Written problem a:
In the post about lightning arrestors, what kind of arrestor is the Polyphaser DSXL?

Provided passage:
......
Thats sounds sufficient enough. Just remember to keep the length of the ground wire as short and direct as possible to the ground rod. Electricity likes the path of least resistance so if your coax length to the radar box is shorter you may not be discharging the static build-up as well as you should.

As far as lightning arrestors go, they are a good idea. The ones that are designed for the frequencies that radar box operates on may be a little costly.
The standard ones that work from 1Mhz to 2Ghz may have high losses on the higher frequencies. Polyphaser makes commercial grade lightning arrestors specifically for high frequencies with low loss.

http://www.polyphaser.com/products/DSXL
http://www.polyphaser.com/products/prod/coax/sx/

The polyphaser DSXL covers the high frequency of radar box but is a dc blocked lightning arrestor so if you decide to use a pre-amp at the antenna and power it with a bias-tee (power over coax) this one wont work. You will need a dc pass lightning arrestor, polyphaser makes those too.
......
Data listing:

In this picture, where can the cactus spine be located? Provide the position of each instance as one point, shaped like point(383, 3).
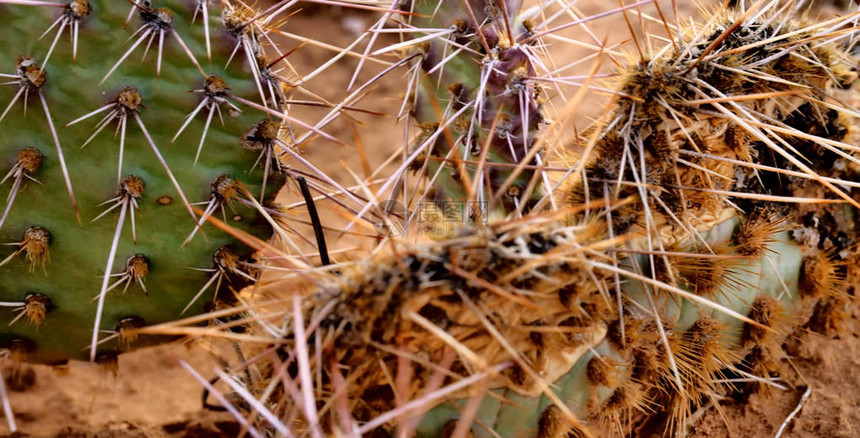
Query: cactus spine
point(99, 184)
point(711, 209)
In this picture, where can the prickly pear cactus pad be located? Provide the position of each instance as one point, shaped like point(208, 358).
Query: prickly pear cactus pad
point(613, 281)
point(104, 152)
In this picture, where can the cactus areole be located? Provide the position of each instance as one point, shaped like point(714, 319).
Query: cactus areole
point(96, 215)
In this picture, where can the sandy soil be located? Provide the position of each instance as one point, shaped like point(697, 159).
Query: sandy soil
point(148, 394)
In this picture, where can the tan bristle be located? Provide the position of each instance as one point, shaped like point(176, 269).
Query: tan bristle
point(553, 424)
point(36, 246)
point(820, 276)
point(629, 398)
point(708, 276)
point(602, 371)
point(702, 345)
point(757, 233)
......
Written problem b:
Recast the records as a numbered list, starting at the line with "In this picture, where can the prickly" and running through the final line of the records, both included. Leave out blank lines, and list nothing else.

Exercise result a:
A dc blocked lightning arrestor.

Exercise result b:
1. In this picture, where can the prickly pear cactus pad be located? Provide the position of each instance as one point, shaped like point(208, 358).
2. Query: prickly pear cactus pad
3. point(613, 281)
4. point(104, 152)
5. In this picture, where can the cactus areole be located? Provide the position of each instance as one point, shaped like point(714, 319).
6. Query: cactus areole
7. point(96, 215)
8. In this picture, where can the sandy soil be located? Provide the position of each instance as one point, shaped like point(697, 159).
9. Query: sandy soil
10. point(148, 394)
11. In this picture, where can the tan bristle be located? Provide the position of each instance as one point, shaped like point(176, 269).
12. Query: tan bristle
13. point(553, 424)
14. point(36, 246)
15. point(820, 276)
16. point(629, 398)
17. point(708, 276)
18. point(602, 371)
19. point(702, 345)
20. point(757, 233)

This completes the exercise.